**EXCERPTED TEXT**
○ ○ ○
Cows and, of course, birds are the focus of attention in the avian flu outbreak – but they are not the only animals infected with the H5N1 virus. Cats are increasingly becoming the focus of this growing health crisis, which is particularly worrying because they drink milk on dairy farms and eat birds and mice, which have recently been reported as reservoirs for the virus.

When cats die from bird flu, it can be gruesome, suffering from fever, loss of appetite, and severe respiratory and neurological symptoms that are uncomfortable and painful.

As reported in the journal Emerging Infectious Diseases of the U.S. Centers for Disease Control and Prevention, more than half of the cats around the first Texas dairy farm to test positive for bird flu this spring died after drinking raw milk from infected cows.

“The cats were found dead with no visible signs of injury and were part of a population of (approximately) 24 domestic cats that had been fed milk from sick cows,” the scientists wrote. “Clinical illness in cows on this farm was first noted on March 16; the cats became ill on March 17, and several cats died in a cluster between March 19 and 20.”

The presence of H5N1 in birds has been known since 1996, but the current situation only began to worsen in 2021 and has killed hundreds of millions of birds worldwide in just a few years. Other mammals, including seals and bears, are also infected. However, this latest outbreak in the U.S. is the first time health officials have confirmed the virus has jumped from a cow to a human. Since the outbreak, there have been three reported cases of humans contracting bird flu this way — though experts say there are very likely more cases — and at least 90 dairy herds in 12 states have been affected.
○ ○ ○
**COLLECTED MATERIAL**
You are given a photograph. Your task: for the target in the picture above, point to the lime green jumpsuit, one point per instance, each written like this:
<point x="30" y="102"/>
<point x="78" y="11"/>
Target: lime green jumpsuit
○ ○ ○
**SET OF TASKS**
A. Copy the part of the bird flu excerpt above that begins at the words "Cows and, of" and stops after the words "uncomfortable and painful.".
B. According to the bird flu excerpt above, what symptoms do cats suffer when they die from bird flu? List each one.
C. Please summarize the bird flu excerpt above in two sentences.

**RESPONSES BY ITEM NUMBER**
A.
Cows and, of course, birds are the focus of attention in the avian flu outbreak – but they are not the only animals infected with the H5N1 virus. Cats are increasingly becoming the focus of this growing health crisis, which is particularly worrying because they drink milk on dairy farms and eat birds and mice, which have recently been reported as reservoirs for the virus.

When cats die from bird flu, it can be gruesome, suffering from fever, loss of appetite, and severe respiratory and neurological symptoms that are uncomfortable and painful.

B.
- Fever
- Loss of appetite
- Severe respiratory symptoms
- Severe neurological symptoms

C. Cats are increasingly becoming a focus of the H5N1 bird flu outbreak, and a CDC journal reported that more than half of the cats around the first Texas dairy farm to test positive this spring died after drinking raw milk from infected cows. The virus has been known in birds since 1996 and has worsened since 2021, and in the current U.S. outbreak it has been confirmed to jump from cows to humans for the first time, with three reported human cases and at least 90 dairy herds in 12 states affected.